* [EXERCISE SET]:
• a. In the article on the Slow Lane and technology, who takes decisions at Serlo?
• b. Please mark each of these statements about the article on the Slow Lane and technology as yes or no, quoting the words from the article that decide it: (i) Serlo runs on a budget of EUR 350,000. (ii) The Syrian Archive is run by YouTube. (iii) The biggest critique of Freefrom comes almost always from people in the tech world.
• c. Pick up the article on the Slow Lane and technology right after its final sentence and carry it forward.

* [SOURCE DOCUMENT]:
%%

Let's explore the rich and complex relationship of data and technology with the Slow Lane. The question is how data and technology can live up to their promise, when we have to deal with complex human needs.
"The biggest critique that Freefrom gets, almost always from people in the tech world, is that we're doing too much. We've gotten a lot of pushback that we aren't using technology across the board." - Sonya Passi, Founder of Freefrom
Why of all things would people from the tech world criticize Freefrom, a non-profit organization that ensures that survivors of intimate partner violence have the resources to get safe, heal, and prevent future harm?
The answer goes right to the heart of the love/hate relationship between the Slow Lane and tech.
The Promised Land
Serlo is the kind of success story that gets the Slow Lane excited about the promises of technology. A group of high school students who built their own collaborative learning platform, inspired by Wikipedia. Serlo is tailored to empower students with diverse learning needs, and despite its miniscule EUR 350,000 budget, it serves 1,5 million students every month. Technology, here, makes it possible to serve countless students for free without commercializing their data. Technology, here, spreads the tools for great education experiences, powered by students, teachers, and volunteers. As an organization, Serlo is owned by members of a non-profit association – teachers, students, contributors – all committed to keeping Serlo free, and free from advertising or other commercial practices. It is transparent about where its money comes from. Decisions aren't taken by executives, but a plenary of forty-five members of the team. The whole of Serlo, in short, is simply designed to empower young people to learn better, individually and in teams.
Building a piece of technology that is useful to an almost unlimited number of users is a compelling proposition. Movements hope to achieve the kind of network effects that have made Serlo so cost-effective, in which users become volunteers who create more content, that, in turn, makes Serlo more useful to students and teachers. And like Community Solutions, many Slow Lane movements are interested in data to improve their outcomes. Built for Zero collects real-time, by name data to more effectively help every person experiencing homelessness (see Story). In other cases, movements collect data. The Syrian Archive collects thousands of videos of human rights violations uploaded by people in Syria. It is run by Mnemonic, an NGO that provides this data openly, to support the work of human rights defenders, like journalists and investigators. Without it, human rights organization risk losing vital evidence to the moderation practices of platforms like Facebook or YouTube.
If Only It Wasn't So Hard
"We have laws that work against us solving intimate partner violence. I can't create an app to fix that. I've got to engage with the humans. Part of the way that intimate partner violence thrives is that it isolates people. And it creates such financial devastation, that you're unable to engage in your community and your society in a way that you once could or would want to. I can't create an app for breaking isolation, either." - Sonya Passi
Tech holds all these promises, and more. Making it happen, is much harder. And that brings us back to Sonya Passi's comments, about her biggest critics being people from the tech world. Most of the money to fund the costly, and risky, development of technology comes from people who have made it in the tech business. Few Slow Lane movements have the skills that Serlo had, to build their own technology. Technology is so costly to develop, in part because programmers are expensive, but also because it is so hard to build something that works. It takes a lot of trial and error to see, for example, if students will use a learning tool. Then, it can take a very long time to get a lot of users to achieve the desired impact. Technology only really becomes cheap once it is successful. Conventional donors and philanthropists have long preferred to fund predictable projects that are guaranteed to help people. That changed, when successful tech entrepreneurs looked to bring their experience to the field of social change. They provided a new opportunity to the Slow Lane, enthusiasm and money for tech.

%%

* [LISTED RECORDS]:

%%

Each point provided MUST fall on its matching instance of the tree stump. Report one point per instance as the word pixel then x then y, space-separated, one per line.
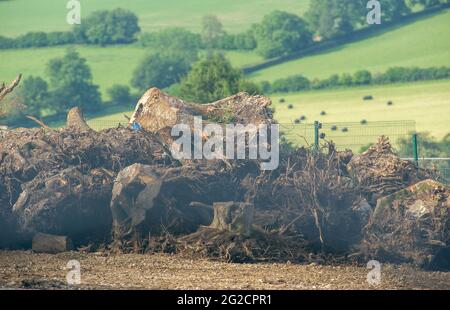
pixel 236 217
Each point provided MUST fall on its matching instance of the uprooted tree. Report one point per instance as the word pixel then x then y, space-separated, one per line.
pixel 122 187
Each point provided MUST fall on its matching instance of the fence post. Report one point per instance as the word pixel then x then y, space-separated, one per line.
pixel 415 149
pixel 317 127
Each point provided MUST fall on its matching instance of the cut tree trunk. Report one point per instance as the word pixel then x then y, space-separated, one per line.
pixel 233 216
pixel 155 200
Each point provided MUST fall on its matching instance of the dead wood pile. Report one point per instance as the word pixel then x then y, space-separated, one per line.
pixel 60 181
pixel 380 172
pixel 412 225
pixel 124 183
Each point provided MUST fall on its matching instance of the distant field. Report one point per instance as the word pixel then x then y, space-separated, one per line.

%%

* [ANSWERS TO THE TASKS]:
• a. A plenary of forty-five members of the team.

• b.
(i) Yes: "despite its miniscule EUR 350,000 budget"
(ii) No: "It is run by Mnemonic, an NGO that provides this data openly"
(iii) Yes: "The biggest critique that Freefrom gets, almost always from people in the tech world, is that we're doing too much."

• c.
Go All In!
We can work backwards from here. People from the tech world criticized Sonya because they wanted her to reach more victims, faster. Their instinct was to do what they had done in business: get to scale, fast. Instead of offering a variety of services to survivors of intimate partner violence, they wanted her to pick one service, like providing money, and use technology to make it big. Sonya insisted that this made no sense, when complex human conditions call for holistic care, not a quick fix. Sonya was also interested in developing technology to become more effective and empower more people. Many people from the tech world lose interest at this point. Tech for them is an all or nothing game.
Here is how investors explained this 'all in' logic to me. Tech is incredibly risky, so hard to get right. Unless your organization is 'all in', it will not be committed enough to make it work. The result, a half-baked solution that is at best assistive, instead of transformative. Another way to ensure success in tech is the team. Great people deliver really great results, whilst average teams are likely to fail. Great tech people aren't interested in working on the sideline of an organization that also values other things. They want to be in an all out tech organization. This logic is deeply ingrained in the sector, especially among people who have succeeded in the tech business.
Most of the money to fund the costly, and risky, development of technology comes from people who have made it in the tech business. A conversation about tech with them, can quickly turn into an all or nothing bet.
The Truism
But is 'all in' true, or a self-fulfilling prophecy? It is true, that most organizations who 'also built an app', ended up not really transforming the world through their technology, nor maximize its potential. More inclined to play things safe, they may stop investing when things don't work. The truism here is, that tech funders will not fund projects that are not 'all in', meaning that their money and expertise is simply not available to other projects. Without their commitment, projects end up with less money to get it right. And too many good coders have bought into the same narrative, repeated everywhere, and remain uninterested unless the project is 'all in'. What they fail to see is how Fast Lane success is not in fact a model for technology to improve society. Sonya doesn't want to pick a problem that technology can solve, or grab market share, or 'lock-in' survivors of abuse. She wants to empower survivors of abuse, whatever that takes.
Success stories like Serlo cannot easily be translated to the wider Slow Lane. They work because they solve a problem that tech can solve in the first place. Serlo also benefits from the school environment, where teachers create a learning environment around their technology. The same doesn't hold true for Albina Ruiz's movement to empower waste-pickers in Peru. Tech could have helped her movement organize, or even track the implementation of laws more efficiently. But the all-in question would have had disastrous effects. Betting scarce resources on an app would have never worked and might have destroyed the whole movement. Albina would have seen it as a distraction from the actual work of empowerment. Rosanne Haggerty once told me, that every so often a Mayor or city manager will get seduced by a startup pitch that promises to solve homelessness. It is a distraction, setting back serious reform efforts to do what actually works.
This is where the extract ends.